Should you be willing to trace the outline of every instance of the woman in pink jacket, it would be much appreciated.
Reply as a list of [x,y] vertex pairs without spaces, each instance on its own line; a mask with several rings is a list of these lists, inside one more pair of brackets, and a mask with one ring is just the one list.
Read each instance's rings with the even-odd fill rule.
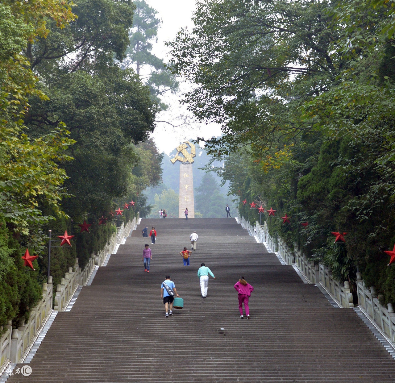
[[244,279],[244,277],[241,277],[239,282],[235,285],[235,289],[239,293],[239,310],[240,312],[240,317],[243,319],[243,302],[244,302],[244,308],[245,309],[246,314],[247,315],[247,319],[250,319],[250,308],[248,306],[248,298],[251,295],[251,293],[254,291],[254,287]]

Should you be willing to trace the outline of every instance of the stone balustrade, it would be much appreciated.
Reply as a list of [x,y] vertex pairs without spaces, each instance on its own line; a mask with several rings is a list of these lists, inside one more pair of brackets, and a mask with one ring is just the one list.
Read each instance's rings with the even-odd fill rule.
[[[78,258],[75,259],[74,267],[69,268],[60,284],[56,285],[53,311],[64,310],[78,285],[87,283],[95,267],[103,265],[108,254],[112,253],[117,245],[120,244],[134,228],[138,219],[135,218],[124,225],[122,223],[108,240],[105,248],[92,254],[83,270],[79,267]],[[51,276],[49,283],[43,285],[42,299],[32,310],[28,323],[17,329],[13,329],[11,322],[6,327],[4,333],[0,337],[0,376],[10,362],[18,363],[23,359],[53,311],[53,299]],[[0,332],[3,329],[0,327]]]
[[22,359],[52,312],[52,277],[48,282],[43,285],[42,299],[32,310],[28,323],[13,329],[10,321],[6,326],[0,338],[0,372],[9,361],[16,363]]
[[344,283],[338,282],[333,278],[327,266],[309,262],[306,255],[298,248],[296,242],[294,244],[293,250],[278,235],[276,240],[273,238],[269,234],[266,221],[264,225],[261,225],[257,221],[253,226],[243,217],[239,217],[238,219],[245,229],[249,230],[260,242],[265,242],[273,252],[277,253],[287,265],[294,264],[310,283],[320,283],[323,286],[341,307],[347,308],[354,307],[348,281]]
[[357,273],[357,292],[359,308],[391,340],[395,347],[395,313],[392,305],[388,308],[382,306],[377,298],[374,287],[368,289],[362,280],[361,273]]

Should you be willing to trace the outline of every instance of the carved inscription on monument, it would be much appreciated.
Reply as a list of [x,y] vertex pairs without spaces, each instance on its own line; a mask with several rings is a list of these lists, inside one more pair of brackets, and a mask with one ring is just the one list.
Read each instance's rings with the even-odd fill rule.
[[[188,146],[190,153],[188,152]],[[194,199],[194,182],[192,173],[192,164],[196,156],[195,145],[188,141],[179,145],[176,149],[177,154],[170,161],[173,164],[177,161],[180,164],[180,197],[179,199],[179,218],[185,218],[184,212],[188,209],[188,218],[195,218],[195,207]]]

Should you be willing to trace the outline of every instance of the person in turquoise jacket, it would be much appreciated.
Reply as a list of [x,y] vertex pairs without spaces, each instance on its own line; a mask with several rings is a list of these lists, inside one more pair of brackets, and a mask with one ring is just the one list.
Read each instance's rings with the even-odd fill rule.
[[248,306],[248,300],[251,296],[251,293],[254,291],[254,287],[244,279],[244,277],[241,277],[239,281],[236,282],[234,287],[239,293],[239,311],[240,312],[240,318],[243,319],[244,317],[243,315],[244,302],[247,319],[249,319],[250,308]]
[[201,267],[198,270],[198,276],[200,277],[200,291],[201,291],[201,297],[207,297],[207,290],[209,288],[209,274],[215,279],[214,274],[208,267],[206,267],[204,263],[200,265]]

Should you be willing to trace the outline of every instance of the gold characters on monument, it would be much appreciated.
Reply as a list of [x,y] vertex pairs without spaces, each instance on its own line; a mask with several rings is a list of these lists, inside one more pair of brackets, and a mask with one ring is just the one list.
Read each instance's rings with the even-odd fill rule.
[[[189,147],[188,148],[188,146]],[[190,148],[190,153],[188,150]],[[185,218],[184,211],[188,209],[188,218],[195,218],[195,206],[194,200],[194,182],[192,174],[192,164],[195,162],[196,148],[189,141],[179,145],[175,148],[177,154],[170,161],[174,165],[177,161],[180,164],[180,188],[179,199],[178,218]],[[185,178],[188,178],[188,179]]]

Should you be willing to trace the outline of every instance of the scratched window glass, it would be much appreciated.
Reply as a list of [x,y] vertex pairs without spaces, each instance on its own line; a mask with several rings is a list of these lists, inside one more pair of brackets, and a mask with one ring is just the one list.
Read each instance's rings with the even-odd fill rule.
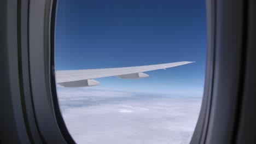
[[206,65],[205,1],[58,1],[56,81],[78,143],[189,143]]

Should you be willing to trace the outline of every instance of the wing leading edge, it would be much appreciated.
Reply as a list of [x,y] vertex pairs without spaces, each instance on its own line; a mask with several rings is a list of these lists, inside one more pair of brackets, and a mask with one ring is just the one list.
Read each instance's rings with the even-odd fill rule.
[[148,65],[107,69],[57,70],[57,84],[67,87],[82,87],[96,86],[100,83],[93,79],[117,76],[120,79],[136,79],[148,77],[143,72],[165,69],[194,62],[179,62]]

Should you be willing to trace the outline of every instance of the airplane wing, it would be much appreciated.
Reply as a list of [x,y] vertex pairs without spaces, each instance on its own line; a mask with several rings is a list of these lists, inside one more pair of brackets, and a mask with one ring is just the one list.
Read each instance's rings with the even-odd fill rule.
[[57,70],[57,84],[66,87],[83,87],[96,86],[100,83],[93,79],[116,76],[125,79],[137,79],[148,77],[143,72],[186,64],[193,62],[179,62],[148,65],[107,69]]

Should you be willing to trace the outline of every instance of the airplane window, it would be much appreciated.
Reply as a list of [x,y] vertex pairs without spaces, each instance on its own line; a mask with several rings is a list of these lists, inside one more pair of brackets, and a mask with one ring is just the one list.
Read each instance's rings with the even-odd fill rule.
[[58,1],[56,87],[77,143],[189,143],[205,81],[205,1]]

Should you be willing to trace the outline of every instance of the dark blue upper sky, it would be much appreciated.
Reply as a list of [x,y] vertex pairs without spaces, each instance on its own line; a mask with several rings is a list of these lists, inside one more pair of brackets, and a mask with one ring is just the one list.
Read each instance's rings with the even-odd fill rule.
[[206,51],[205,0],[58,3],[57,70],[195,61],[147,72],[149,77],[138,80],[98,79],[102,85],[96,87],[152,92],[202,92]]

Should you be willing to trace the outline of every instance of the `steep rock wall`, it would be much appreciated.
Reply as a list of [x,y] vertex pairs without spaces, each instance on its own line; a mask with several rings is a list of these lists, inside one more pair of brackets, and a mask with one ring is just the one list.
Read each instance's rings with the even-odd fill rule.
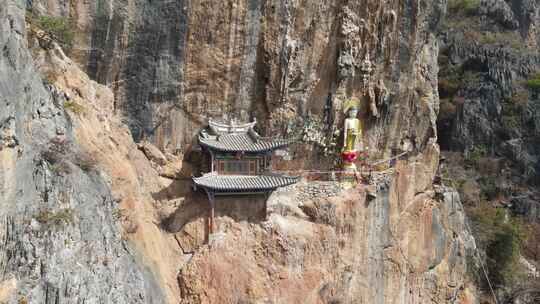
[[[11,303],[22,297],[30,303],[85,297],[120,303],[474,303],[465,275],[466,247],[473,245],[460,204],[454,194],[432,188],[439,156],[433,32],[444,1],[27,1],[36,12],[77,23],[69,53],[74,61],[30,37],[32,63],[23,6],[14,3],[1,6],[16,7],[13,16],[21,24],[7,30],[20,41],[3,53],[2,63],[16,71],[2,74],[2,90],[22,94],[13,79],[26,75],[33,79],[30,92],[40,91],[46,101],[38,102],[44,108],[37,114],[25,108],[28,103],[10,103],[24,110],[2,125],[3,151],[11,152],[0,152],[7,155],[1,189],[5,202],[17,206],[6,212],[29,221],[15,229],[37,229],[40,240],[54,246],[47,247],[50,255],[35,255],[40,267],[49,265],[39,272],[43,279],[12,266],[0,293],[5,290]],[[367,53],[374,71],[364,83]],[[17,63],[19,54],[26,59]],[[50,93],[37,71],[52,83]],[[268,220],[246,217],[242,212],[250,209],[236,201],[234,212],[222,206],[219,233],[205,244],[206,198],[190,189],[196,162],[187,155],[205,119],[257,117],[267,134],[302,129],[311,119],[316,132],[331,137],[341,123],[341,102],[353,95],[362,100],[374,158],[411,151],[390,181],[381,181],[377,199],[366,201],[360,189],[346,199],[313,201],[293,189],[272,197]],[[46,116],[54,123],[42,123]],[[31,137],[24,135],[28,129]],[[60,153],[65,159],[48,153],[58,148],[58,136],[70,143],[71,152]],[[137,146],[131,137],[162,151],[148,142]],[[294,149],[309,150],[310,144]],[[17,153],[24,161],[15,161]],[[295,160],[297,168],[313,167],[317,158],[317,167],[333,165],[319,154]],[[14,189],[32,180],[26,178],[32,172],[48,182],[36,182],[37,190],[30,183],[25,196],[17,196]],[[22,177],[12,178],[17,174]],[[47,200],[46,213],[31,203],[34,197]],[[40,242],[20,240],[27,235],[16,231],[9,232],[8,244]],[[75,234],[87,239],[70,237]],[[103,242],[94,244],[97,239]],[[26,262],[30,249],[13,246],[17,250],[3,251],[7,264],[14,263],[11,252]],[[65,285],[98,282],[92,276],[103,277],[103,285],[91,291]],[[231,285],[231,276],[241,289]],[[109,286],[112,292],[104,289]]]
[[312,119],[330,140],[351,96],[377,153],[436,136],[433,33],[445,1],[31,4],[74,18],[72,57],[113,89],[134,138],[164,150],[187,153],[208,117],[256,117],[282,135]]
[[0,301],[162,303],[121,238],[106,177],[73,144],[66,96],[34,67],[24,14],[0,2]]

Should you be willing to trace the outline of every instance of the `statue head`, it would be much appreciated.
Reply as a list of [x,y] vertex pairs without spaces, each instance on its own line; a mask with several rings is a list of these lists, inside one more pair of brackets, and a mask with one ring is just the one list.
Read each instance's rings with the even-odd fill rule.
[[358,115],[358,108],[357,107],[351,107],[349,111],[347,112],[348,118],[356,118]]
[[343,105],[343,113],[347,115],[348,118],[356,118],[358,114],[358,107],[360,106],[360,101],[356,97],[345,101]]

## Exercise task
Return every line of the material that contains the string "airplane", matching case exactly.

## Exercise solution
Should you be willing to trace the outline of every instance of the airplane wing, it would be much appreciated.
Should you be willing to trace the outline of every instance of the airplane window, it would be much appreciated.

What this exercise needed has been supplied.